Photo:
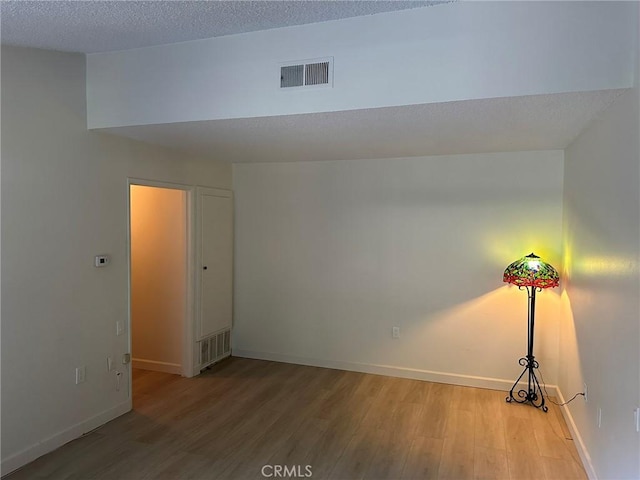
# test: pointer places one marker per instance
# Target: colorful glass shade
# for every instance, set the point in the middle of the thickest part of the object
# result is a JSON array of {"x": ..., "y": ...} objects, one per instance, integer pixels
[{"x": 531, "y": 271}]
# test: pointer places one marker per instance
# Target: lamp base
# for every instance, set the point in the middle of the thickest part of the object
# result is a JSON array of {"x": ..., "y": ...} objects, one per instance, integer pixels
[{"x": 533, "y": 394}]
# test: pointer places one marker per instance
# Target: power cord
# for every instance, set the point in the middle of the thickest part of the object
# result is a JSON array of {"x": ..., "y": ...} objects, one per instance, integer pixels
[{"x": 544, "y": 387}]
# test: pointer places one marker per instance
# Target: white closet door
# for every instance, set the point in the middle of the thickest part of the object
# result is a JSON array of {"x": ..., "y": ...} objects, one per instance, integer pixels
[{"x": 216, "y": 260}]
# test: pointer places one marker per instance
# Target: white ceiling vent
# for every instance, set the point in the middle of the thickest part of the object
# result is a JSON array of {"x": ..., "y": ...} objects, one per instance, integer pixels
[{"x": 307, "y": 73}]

|---|

EXERCISE DETAILS
Scan the entries for lines holding the string "Target", then copy every one of them.

ANSWER
# Target: colorful glass shade
# Target: lamp base
# Target: power cord
# Target: white closet door
# Target: white ceiling vent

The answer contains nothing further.